EXERCISE INPUTS:
= Beginning of Section =

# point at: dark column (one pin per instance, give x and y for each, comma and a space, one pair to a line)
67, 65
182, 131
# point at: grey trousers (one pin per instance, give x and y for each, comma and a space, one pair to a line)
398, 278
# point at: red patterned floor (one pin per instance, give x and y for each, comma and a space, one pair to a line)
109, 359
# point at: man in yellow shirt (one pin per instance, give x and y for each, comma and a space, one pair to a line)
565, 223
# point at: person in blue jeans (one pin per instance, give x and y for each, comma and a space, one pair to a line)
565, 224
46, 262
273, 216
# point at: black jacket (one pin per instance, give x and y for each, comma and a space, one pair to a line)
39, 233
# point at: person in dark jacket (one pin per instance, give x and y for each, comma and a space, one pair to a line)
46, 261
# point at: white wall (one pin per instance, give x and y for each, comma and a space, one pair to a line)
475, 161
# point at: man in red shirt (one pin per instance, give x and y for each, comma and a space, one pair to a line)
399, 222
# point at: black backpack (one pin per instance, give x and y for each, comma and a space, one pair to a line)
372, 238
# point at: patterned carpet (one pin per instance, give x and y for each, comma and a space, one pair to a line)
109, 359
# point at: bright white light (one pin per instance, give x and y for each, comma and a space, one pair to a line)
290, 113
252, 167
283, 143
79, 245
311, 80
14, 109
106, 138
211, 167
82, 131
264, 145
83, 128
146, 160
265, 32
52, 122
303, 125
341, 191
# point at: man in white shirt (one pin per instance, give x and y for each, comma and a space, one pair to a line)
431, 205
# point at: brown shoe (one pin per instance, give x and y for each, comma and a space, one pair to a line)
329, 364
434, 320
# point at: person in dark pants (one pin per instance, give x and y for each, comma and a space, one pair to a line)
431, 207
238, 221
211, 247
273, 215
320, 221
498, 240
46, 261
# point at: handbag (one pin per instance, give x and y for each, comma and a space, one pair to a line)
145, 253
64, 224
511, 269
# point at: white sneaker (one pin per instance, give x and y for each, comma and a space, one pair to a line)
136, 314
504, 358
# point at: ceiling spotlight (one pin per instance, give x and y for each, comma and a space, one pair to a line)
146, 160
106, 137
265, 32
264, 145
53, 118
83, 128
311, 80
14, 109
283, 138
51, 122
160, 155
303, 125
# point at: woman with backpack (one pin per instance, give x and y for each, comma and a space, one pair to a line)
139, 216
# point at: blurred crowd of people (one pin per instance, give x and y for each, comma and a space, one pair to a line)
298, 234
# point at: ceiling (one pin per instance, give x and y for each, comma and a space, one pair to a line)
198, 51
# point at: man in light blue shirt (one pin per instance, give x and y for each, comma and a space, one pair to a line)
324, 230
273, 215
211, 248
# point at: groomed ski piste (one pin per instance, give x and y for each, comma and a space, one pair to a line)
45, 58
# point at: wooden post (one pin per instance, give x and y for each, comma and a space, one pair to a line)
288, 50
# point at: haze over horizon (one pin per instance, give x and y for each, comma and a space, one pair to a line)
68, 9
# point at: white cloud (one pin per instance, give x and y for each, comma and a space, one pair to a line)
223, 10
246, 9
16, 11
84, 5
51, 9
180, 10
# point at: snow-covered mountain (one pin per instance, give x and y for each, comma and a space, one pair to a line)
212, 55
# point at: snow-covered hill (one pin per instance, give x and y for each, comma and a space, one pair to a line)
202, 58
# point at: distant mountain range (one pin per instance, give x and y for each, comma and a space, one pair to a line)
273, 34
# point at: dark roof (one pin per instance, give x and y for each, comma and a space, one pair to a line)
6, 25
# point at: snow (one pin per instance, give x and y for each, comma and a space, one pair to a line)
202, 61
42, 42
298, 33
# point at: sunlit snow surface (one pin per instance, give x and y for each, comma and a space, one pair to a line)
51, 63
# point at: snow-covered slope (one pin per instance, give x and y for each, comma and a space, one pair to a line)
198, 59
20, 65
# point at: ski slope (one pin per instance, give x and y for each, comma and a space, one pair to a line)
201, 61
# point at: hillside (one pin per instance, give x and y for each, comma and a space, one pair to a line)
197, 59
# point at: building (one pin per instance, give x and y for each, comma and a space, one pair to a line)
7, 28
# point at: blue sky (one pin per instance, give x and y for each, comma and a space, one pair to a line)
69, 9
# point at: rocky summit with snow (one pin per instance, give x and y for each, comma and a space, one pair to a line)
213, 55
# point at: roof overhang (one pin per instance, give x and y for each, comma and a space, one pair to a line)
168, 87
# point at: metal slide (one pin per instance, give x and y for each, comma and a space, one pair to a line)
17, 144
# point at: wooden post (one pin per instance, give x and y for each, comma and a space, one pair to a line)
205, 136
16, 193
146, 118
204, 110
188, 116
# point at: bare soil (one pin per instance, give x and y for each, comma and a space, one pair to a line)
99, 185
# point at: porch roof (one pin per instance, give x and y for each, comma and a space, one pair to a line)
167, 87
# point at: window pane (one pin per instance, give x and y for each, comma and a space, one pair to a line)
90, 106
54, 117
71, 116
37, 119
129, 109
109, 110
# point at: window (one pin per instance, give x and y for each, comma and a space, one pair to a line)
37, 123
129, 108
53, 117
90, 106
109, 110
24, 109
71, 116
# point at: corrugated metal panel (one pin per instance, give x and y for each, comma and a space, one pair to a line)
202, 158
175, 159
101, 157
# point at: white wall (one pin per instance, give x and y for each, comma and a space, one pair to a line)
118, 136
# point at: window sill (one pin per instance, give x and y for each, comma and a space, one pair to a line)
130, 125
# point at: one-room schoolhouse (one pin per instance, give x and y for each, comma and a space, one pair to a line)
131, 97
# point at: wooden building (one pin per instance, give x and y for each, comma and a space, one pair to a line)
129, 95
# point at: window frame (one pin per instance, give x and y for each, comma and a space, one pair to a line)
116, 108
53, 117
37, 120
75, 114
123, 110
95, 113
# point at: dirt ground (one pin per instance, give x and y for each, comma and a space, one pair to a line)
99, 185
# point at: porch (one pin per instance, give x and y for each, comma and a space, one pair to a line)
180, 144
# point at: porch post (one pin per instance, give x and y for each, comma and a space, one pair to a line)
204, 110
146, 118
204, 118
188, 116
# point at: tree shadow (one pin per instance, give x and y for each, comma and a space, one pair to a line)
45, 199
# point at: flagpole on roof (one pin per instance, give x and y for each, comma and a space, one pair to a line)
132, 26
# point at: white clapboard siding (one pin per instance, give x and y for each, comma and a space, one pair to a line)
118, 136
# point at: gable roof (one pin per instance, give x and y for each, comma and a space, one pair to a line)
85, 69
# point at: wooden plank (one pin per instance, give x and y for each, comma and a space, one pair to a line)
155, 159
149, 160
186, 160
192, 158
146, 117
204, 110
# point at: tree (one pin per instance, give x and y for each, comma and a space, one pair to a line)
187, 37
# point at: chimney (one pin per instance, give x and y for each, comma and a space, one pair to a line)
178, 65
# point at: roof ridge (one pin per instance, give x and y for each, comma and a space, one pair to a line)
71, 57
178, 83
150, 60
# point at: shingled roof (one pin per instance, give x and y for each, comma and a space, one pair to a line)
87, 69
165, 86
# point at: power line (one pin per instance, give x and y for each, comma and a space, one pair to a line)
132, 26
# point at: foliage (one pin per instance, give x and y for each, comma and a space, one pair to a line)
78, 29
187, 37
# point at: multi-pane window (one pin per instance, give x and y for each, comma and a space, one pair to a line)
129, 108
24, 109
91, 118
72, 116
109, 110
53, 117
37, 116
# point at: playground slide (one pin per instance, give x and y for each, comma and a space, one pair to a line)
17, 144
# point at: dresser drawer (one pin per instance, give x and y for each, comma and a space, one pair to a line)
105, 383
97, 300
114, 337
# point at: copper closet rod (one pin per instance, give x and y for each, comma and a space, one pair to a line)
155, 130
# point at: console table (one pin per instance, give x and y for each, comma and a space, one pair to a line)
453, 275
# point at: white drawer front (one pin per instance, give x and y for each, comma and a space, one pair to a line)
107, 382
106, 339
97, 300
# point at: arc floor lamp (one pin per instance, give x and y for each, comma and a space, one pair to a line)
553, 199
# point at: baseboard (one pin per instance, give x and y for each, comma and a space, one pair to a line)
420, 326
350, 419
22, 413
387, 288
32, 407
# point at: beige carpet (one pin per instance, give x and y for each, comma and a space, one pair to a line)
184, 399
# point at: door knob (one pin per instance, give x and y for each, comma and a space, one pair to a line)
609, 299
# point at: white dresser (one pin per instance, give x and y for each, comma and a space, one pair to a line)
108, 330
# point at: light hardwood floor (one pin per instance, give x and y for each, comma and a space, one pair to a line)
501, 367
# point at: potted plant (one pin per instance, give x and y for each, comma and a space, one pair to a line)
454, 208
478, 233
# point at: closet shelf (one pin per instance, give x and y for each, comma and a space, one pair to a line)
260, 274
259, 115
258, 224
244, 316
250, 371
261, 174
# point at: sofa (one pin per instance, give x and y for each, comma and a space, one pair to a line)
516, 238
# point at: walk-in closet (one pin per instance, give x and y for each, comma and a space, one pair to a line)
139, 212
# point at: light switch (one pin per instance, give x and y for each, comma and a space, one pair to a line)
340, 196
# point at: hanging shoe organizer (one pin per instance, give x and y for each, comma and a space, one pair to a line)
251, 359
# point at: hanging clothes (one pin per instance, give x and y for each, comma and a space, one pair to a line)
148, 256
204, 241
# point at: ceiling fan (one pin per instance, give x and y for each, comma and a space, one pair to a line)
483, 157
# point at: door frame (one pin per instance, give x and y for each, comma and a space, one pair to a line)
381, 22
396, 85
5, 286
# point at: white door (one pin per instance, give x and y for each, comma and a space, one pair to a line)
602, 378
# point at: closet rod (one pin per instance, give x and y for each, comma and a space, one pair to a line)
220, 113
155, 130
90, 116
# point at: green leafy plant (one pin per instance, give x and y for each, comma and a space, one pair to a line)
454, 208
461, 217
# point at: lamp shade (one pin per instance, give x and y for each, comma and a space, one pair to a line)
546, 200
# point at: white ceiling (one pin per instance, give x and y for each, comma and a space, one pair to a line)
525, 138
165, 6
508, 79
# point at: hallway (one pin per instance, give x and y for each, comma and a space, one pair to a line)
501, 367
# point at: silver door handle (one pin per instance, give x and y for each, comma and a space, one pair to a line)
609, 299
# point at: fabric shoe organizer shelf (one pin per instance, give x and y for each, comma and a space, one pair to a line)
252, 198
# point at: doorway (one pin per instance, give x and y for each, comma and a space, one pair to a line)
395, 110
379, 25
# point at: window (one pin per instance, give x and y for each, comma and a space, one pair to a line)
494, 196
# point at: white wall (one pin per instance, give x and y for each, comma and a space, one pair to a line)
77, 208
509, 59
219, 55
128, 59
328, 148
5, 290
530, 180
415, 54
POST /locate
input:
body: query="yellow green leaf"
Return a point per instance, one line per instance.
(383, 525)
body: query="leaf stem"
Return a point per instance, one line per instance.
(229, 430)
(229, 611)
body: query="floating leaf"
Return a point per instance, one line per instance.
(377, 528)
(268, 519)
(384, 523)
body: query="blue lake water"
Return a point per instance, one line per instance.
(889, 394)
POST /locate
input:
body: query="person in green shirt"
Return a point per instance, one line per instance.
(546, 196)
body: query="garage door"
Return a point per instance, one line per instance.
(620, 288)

= End of Section =

Check the listing above for "body". Show every line where it turns up.

RESULT FOR THIS EXERCISE:
body: query="yellow green leaf"
body: query="leaf stem"
body: query="floating leaf"
body: query="blue lake water"
body: query="person in green shirt"
body: query="garage door"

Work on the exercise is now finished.